**Task brief**
Transcribe each entry below exactly. Pictures do not go in the copy.

Start Excerpted data

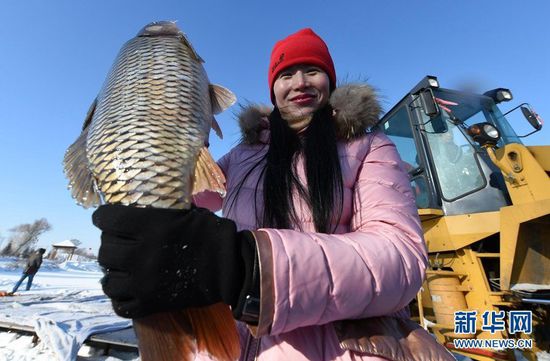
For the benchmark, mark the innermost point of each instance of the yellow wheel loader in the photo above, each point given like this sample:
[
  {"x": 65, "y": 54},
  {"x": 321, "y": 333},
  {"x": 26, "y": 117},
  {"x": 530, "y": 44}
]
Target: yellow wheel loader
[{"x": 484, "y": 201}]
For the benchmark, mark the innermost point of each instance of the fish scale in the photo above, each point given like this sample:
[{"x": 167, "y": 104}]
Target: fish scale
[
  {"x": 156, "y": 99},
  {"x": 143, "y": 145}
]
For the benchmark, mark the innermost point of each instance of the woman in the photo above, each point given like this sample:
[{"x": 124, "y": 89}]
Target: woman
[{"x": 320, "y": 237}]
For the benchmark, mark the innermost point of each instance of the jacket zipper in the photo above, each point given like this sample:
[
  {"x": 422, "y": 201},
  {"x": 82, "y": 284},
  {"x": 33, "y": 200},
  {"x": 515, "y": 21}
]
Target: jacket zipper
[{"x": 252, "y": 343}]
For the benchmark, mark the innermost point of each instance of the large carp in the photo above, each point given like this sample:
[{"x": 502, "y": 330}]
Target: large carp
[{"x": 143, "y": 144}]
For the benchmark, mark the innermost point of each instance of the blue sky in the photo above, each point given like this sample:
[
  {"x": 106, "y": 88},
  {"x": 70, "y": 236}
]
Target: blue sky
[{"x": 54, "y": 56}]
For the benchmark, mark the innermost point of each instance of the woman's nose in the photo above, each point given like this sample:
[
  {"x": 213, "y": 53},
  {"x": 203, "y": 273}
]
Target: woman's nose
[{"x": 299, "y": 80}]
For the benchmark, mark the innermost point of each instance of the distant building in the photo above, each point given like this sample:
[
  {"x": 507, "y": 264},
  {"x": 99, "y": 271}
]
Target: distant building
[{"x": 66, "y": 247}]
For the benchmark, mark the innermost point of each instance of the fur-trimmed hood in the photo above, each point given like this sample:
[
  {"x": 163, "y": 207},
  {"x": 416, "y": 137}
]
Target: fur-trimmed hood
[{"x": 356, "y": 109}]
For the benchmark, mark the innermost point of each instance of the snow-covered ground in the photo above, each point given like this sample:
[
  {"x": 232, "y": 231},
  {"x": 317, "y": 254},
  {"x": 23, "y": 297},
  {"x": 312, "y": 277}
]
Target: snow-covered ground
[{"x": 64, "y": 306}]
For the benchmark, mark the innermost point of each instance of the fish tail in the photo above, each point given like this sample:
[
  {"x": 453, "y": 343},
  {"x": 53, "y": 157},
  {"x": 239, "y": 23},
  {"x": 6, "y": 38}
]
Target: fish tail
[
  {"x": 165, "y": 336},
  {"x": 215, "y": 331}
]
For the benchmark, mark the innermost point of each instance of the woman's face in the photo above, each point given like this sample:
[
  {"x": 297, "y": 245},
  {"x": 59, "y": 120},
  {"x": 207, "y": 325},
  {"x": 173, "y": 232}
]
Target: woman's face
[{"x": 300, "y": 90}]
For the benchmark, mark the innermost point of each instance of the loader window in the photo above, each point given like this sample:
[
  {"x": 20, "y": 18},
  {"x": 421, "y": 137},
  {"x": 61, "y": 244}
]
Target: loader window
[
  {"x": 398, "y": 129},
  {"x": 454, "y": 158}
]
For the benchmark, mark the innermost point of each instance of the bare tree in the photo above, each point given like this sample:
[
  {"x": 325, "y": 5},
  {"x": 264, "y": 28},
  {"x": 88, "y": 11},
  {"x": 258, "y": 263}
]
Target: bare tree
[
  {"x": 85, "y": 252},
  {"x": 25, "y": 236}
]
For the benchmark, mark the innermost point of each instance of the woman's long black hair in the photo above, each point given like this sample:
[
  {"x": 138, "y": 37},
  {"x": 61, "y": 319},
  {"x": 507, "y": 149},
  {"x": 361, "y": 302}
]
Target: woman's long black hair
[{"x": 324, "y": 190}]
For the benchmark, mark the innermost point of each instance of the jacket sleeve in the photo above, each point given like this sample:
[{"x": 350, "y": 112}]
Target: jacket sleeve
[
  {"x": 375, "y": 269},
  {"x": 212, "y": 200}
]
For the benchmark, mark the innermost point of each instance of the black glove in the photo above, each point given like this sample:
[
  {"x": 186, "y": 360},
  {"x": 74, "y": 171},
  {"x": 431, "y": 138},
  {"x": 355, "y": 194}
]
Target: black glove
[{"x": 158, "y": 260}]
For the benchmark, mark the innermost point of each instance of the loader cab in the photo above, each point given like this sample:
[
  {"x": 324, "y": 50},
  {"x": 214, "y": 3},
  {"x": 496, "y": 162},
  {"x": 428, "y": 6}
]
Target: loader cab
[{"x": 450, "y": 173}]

End Excerpted data

**Full solution**
For the benchmark, mark the innermost point of each instance of the yellow wheel loader in the photo above, each point given like this sample:
[
  {"x": 65, "y": 54},
  {"x": 321, "y": 333},
  {"x": 26, "y": 117},
  {"x": 530, "y": 44}
]
Target: yellow wheel loader
[{"x": 484, "y": 201}]
For the benchmark, mark the innermost point of each instance of the fish scale in the photo above, each point given like this sample:
[{"x": 167, "y": 104}]
Target: fish scale
[
  {"x": 156, "y": 99},
  {"x": 143, "y": 145}
]
For the benchmark, mark the innermost point of each instance of the woman in the photo above, each point given like this sample:
[{"x": 124, "y": 89}]
Target: woman
[{"x": 320, "y": 237}]
For the benchmark, mark the innermost point of each instance of the jacket zipper in the photo above, each point given like this sample:
[
  {"x": 422, "y": 201},
  {"x": 82, "y": 284},
  {"x": 33, "y": 200},
  {"x": 515, "y": 21}
]
Target: jacket zipper
[{"x": 252, "y": 343}]
For the benchmark, mark the innermost point of each instance of the large carp in the photo above, each point given like this sample:
[{"x": 502, "y": 330}]
Target: large carp
[{"x": 143, "y": 144}]
For the benchmark, mark the innermost point of each instance of the blue sky in the photo above, each point given like this sample:
[
  {"x": 106, "y": 88},
  {"x": 70, "y": 236}
]
Target: blue sky
[{"x": 54, "y": 56}]
For the benchmark, mark the innermost point of each instance of the woman's nose in the photo above, each point given like this sample:
[
  {"x": 213, "y": 53},
  {"x": 203, "y": 273}
]
Target: woman's nose
[{"x": 299, "y": 80}]
For the benchmark, mark the innermost point of each instance of the distant building in the photo above, each point given like this sample:
[
  {"x": 507, "y": 264},
  {"x": 99, "y": 271}
]
Target: distant building
[{"x": 66, "y": 247}]
For the benchmark, mark the innermost point of each instance of the fur-trimmed hood in the photo above, each point given like this sample:
[
  {"x": 163, "y": 207},
  {"x": 416, "y": 137}
]
Target: fur-trimmed hood
[{"x": 356, "y": 109}]
For the benchmark, mark the innermost point of each instance of the snow-covered ground in the photo above, each point given like this sample:
[
  {"x": 232, "y": 231},
  {"x": 317, "y": 254},
  {"x": 23, "y": 297},
  {"x": 312, "y": 277}
]
Target: snow-covered ground
[{"x": 64, "y": 306}]
For the benchmark, mark the innermost point of each instance of the fish tail in the photo above, each point given like this sample:
[
  {"x": 453, "y": 343},
  {"x": 53, "y": 157},
  {"x": 239, "y": 23},
  {"x": 6, "y": 38}
]
Target: fish tail
[
  {"x": 165, "y": 336},
  {"x": 215, "y": 331}
]
For the benchmark, mark the innermost point of each instance of the woman's face in the photo above, each point given like this sample:
[
  {"x": 297, "y": 245},
  {"x": 59, "y": 120},
  {"x": 207, "y": 325},
  {"x": 173, "y": 232}
]
Target: woman's face
[{"x": 300, "y": 90}]
For the benchmark, mark the innermost point of each instance of the loader window in the photo above, each point given like this sample:
[
  {"x": 20, "y": 18},
  {"x": 421, "y": 137},
  {"x": 61, "y": 244}
]
Target: loader window
[
  {"x": 398, "y": 129},
  {"x": 454, "y": 158}
]
For the benchmark, mark the innermost point of each instance of the bare tree in the photo above, each point given like this sample:
[
  {"x": 325, "y": 5},
  {"x": 264, "y": 28},
  {"x": 88, "y": 11},
  {"x": 258, "y": 263}
]
Target: bare tree
[
  {"x": 85, "y": 252},
  {"x": 25, "y": 236}
]
For the benchmark, mark the innermost point of each instance of the woman's long black hair in the photo above, each point given like this sample:
[
  {"x": 138, "y": 37},
  {"x": 61, "y": 319},
  {"x": 507, "y": 149},
  {"x": 361, "y": 302}
]
Target: woman's long black hair
[{"x": 324, "y": 190}]
For the benchmark, mark the innermost point of each instance of the jacket sleeve in the photo above, each point given like this sample:
[{"x": 350, "y": 112}]
Target: jacket sleeve
[
  {"x": 375, "y": 269},
  {"x": 212, "y": 200}
]
For the benchmark, mark the innermost point of each instance of the black glove in the photo above, each point given like this sample:
[
  {"x": 186, "y": 360},
  {"x": 74, "y": 171},
  {"x": 431, "y": 138},
  {"x": 355, "y": 194}
]
Target: black glove
[{"x": 158, "y": 260}]
For the benchmark, mark the innermost point of each instance of the loader cab in the photo above, each point given like this sample:
[
  {"x": 324, "y": 50},
  {"x": 214, "y": 3},
  {"x": 496, "y": 162},
  {"x": 428, "y": 6}
]
Target: loader cab
[{"x": 450, "y": 173}]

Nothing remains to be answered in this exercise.